Start of Block

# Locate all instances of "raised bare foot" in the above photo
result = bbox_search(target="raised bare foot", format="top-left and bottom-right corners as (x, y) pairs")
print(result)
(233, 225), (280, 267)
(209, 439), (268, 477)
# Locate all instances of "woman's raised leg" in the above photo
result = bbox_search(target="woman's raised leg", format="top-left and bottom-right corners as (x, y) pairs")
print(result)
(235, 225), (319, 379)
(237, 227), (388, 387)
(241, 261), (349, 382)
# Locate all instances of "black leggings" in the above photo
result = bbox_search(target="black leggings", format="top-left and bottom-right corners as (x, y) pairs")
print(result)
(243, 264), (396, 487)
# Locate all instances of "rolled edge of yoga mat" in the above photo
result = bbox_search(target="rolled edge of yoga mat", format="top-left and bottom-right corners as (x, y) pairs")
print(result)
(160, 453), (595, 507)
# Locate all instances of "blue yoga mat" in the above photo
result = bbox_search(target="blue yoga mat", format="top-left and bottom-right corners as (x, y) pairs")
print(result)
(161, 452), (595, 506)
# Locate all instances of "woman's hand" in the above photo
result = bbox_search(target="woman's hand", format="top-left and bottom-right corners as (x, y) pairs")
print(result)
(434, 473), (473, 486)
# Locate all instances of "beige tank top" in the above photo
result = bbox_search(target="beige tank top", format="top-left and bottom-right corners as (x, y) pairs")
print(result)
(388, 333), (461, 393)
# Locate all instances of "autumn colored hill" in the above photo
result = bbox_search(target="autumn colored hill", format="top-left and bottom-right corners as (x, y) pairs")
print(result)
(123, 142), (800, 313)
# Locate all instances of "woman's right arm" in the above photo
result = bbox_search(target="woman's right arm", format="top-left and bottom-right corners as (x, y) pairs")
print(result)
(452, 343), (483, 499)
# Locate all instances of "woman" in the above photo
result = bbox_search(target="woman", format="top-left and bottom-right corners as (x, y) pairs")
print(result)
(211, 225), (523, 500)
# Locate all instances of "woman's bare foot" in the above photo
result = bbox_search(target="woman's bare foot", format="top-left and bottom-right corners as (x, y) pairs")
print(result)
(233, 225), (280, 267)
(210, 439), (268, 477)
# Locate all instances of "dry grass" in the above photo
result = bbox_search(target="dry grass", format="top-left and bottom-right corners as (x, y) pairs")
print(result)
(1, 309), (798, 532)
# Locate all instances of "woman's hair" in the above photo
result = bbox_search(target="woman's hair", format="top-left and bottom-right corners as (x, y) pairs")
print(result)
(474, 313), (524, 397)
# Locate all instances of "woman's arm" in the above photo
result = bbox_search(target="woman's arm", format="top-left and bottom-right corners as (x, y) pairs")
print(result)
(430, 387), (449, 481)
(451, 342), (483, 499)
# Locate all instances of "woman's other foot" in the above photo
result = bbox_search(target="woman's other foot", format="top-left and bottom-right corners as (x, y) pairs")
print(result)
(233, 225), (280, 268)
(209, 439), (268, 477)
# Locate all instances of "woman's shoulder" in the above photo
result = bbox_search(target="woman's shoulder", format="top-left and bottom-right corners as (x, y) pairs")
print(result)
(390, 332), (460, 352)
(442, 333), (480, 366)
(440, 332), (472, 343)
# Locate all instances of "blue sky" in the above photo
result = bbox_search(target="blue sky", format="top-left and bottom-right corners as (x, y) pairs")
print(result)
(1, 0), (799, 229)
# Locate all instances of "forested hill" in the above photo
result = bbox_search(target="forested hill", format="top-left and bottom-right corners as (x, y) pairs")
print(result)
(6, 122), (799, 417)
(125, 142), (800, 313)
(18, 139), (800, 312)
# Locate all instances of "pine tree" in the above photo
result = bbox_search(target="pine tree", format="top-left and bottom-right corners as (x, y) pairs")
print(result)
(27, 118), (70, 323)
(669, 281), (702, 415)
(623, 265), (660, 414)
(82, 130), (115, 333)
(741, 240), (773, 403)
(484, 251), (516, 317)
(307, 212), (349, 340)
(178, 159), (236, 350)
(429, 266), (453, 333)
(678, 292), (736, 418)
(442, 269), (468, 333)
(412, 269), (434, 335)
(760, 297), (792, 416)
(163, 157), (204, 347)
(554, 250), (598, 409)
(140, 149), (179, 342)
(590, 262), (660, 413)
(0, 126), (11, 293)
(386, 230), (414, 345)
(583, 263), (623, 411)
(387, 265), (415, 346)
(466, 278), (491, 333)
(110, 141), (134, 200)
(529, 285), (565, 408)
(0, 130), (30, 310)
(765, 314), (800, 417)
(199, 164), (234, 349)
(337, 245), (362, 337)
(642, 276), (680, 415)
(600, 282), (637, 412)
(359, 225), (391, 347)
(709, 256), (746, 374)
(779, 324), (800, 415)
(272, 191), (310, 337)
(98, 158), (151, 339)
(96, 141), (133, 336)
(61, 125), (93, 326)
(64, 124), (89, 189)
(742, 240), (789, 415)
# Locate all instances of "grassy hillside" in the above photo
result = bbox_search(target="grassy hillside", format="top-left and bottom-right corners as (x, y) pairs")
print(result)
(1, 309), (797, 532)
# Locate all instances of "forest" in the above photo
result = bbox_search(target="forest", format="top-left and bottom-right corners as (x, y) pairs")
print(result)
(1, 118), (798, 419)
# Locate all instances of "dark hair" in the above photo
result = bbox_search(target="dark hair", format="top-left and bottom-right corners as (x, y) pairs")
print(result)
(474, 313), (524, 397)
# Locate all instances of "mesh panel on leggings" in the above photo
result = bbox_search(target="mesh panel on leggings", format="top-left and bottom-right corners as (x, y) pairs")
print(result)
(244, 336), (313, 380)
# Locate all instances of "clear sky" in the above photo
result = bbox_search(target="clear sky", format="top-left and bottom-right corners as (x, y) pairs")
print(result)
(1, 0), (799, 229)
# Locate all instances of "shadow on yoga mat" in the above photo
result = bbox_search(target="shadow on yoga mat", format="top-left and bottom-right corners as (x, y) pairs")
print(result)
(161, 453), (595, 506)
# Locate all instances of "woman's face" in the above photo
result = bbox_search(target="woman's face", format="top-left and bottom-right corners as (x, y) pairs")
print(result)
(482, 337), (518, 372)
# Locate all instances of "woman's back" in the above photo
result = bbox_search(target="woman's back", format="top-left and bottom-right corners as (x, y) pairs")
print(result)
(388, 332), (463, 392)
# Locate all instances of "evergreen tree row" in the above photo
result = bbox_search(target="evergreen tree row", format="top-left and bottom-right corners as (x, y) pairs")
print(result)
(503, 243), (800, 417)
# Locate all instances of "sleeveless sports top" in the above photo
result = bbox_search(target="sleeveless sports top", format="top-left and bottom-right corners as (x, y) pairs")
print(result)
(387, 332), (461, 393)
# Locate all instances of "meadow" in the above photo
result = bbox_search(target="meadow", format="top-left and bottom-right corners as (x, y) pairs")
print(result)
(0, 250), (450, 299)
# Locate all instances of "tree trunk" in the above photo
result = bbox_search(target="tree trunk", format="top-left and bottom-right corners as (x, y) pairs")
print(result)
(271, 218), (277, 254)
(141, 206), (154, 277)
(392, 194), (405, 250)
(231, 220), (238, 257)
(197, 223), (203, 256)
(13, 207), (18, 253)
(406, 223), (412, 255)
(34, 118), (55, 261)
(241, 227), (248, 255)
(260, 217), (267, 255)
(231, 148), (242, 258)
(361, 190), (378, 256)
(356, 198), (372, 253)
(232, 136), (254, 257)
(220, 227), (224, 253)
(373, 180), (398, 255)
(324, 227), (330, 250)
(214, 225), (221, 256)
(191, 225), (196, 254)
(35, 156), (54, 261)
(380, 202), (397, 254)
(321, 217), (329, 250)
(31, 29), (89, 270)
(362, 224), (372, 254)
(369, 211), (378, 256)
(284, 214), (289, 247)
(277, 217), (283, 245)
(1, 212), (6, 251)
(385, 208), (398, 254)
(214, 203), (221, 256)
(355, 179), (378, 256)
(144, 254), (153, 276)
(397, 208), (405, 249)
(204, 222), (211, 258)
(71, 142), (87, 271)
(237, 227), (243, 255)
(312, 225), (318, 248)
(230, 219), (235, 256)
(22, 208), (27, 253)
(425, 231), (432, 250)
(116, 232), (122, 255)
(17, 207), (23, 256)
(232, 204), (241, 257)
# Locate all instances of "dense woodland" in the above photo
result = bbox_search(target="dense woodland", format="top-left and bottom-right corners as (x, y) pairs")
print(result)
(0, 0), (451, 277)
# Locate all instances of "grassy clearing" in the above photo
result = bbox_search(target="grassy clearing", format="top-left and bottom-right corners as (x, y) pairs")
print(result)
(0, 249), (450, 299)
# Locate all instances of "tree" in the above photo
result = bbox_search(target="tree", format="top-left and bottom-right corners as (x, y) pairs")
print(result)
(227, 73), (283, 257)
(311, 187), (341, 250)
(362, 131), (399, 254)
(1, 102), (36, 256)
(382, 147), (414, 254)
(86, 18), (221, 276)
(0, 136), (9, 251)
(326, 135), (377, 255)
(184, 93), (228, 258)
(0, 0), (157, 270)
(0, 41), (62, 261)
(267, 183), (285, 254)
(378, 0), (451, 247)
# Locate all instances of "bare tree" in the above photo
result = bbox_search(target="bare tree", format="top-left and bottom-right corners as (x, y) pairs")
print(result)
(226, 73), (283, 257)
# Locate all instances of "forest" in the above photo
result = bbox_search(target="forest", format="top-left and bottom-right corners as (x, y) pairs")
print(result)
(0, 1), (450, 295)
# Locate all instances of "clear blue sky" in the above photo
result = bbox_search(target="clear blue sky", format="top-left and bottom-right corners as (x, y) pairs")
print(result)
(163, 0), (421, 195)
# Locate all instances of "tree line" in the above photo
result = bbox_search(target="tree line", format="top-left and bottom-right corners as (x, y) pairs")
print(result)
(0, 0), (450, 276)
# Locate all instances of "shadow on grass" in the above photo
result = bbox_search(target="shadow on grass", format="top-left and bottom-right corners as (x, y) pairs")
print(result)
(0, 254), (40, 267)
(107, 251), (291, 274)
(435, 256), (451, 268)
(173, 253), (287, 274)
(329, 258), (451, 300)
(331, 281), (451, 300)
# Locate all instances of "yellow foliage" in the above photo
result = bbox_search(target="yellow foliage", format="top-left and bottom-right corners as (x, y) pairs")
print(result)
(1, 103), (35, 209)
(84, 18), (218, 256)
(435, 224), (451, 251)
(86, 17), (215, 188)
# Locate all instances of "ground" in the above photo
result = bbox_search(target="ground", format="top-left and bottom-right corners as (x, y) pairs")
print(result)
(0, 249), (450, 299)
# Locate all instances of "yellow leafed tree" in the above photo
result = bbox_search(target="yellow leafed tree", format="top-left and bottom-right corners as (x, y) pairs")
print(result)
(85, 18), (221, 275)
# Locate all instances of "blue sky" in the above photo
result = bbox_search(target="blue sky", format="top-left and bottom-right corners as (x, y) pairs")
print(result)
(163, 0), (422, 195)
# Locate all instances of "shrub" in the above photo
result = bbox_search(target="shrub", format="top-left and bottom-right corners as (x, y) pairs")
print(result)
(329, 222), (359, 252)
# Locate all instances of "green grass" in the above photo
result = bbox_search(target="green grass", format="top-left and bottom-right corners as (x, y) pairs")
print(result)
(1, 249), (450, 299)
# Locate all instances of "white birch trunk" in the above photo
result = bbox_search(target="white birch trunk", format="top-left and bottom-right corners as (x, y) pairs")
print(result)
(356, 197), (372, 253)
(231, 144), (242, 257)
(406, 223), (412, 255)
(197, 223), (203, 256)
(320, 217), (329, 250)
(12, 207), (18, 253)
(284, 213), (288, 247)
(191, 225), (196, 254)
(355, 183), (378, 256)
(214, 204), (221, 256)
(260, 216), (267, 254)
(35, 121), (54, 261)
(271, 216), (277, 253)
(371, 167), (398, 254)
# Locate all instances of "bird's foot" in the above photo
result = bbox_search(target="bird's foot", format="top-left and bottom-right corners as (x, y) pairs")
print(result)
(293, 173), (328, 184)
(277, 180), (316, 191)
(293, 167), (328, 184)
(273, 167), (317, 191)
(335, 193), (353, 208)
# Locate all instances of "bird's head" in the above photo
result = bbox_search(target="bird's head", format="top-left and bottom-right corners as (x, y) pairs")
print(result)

End of Block

* _The task_
The answer must be every line from the records above that contains the word "sleeveless", copied in full.

* _Answer space_
# Locate all instances of "sleeveless sports top" in the above photo
result = bbox_search(target="sleeveless sports top", format="top-left and bottom-right corners as (x, y) pairs")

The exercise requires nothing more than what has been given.